Passage shown
• • • • • • •

So the problem I'm having is that I'm iterating over a pretty large csv file. startDate and endDate are input given to me by the user and I need to only search in that range.
Although, when I run the program up to that point, it takes a long time to just spit back out "set()" at me. I've pointed where I'm having trouble at in the code
looking for suggestions and possibly sample code, thank you all in advance!
def compare(word1, word2, startDate, endDate):
with open('all_words.csv') as allWords:
readWords = csv.reader(allWords, delimiter=',')
year = set()
for row in readWords:
if row in range(int(startDate), int(endDate)): #< Having trouble here
if row == word1:
The reason your test isn't finding any years is that the expression:
row in range(int(startDate), int(endDate))
is checking to see if a string value appears in a list of integers. If you test:
"1970" in range(1960, 1980)
you will see that it returns False. You need to write:
int(row) in range(int(startDate), int(endDate))

• • • • • • •

Dataset excerpt

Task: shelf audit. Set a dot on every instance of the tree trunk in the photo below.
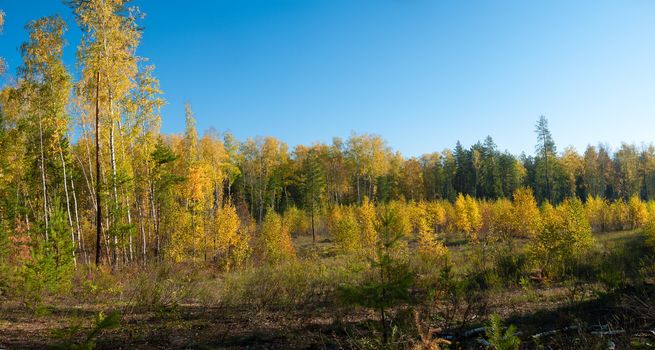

• • • • • • •

Short problem
Carry on the forum thread about filtering CSV rows by a date range, starting after its final line. The material comes from a separate source.

Exercise result
However, this is still quite inefficient. It is checking if the value
int(row) occurs anywhere in the sequence
[int(startDate), int(startDate)+1, ..., int(endDate)], and it's doing it by linear search. Much faster will be:
if int(startDate) <= int(row) < int(endDate):
Note that your code above was written to exclude
endDate for the list of possible dates (because range excludes its second argument), and I've done the same above.
Edit: Actually, I guess I should point out that it's only Python 2 where an expression like
500000 in range(1, 1000000) is inefficient. In Python 3 (or in Python 2 with
xrange in place of
range), it's fast.